### Data lines ###
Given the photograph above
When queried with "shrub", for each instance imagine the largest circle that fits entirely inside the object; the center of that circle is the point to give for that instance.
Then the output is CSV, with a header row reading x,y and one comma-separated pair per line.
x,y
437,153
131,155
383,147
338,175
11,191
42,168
###
● What you have to do
Repeat back the data above, exact to the last character.

● Expected output
Given the photograph above
When queried with "shrub", for each instance imagine the largest circle that fits entirely inside the object; the center of that circle is the point to give for that instance.
Then the output is CSV, with a header row reading x,y and one comma-separated pair per line.
x,y
437,153
131,155
383,147
338,175
11,191
42,168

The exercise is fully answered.